• Extract provided:
========
25. Corporate Governance:
As per the provisions of Securities and Exchange Board of India (Listing Obligations
and Disclosures Requirements) Regulations, 2015, the provisions of Corporate Governance
are not applicable to your Company. Thus, the Company is not required to annex a Report on
Corporate Governance.
26. Management Discussion & Analysis Report:
As required under Regulation 34 read with Schedule V(B) of SEBI (Listing Obligation and
Disclosure Requirements), Regulations, 2015, report on "Management Discussion and
Analysis" is attached as Annexure I and forms a part of this Report.
27. Extract of annual return:
In accordance with Section 134(3)(a) read with Section 92(3) of the Act, the Annual
Return in Form MGT-7 is placed on the website of the Company and same can be downloaded by
clicking on the following link: https://starcominfotech.com/investors.aspx
28. Particulars of Employees:
The information required to be disclosed with respect to the remuneration of Directors
and KMPs in the Directors' Report pursuant to Section 197(12) of the Companies Act, 2013
read with Rule 5(1) of the Companies (Appointment and Remuneration of Managerial
Personnel) Rules, 2014 is attached as Annexure II.
========
• Stored data:
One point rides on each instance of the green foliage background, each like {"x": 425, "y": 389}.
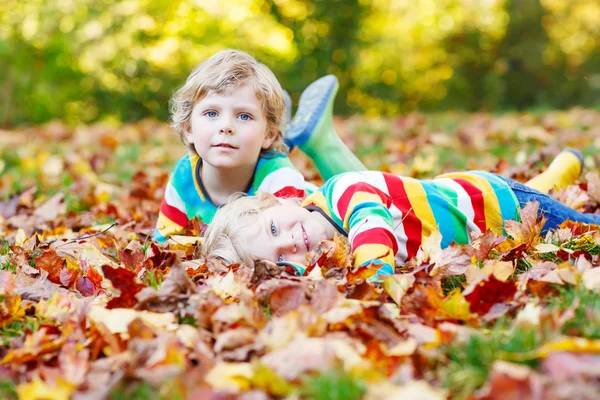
========
• To be done:
According to the report extract, why is the Company not required to annex a Report on Corporate Governance? Answer in one to three sentences.

• Output of the exercise:
The Company is not required to annex a Report on Corporate Governance because, under the Securities and Exchange Board of India (Listing Obligations and Disclosures Requirements) Regulations, 2015, the provisions of Corporate Governance do not apply to it.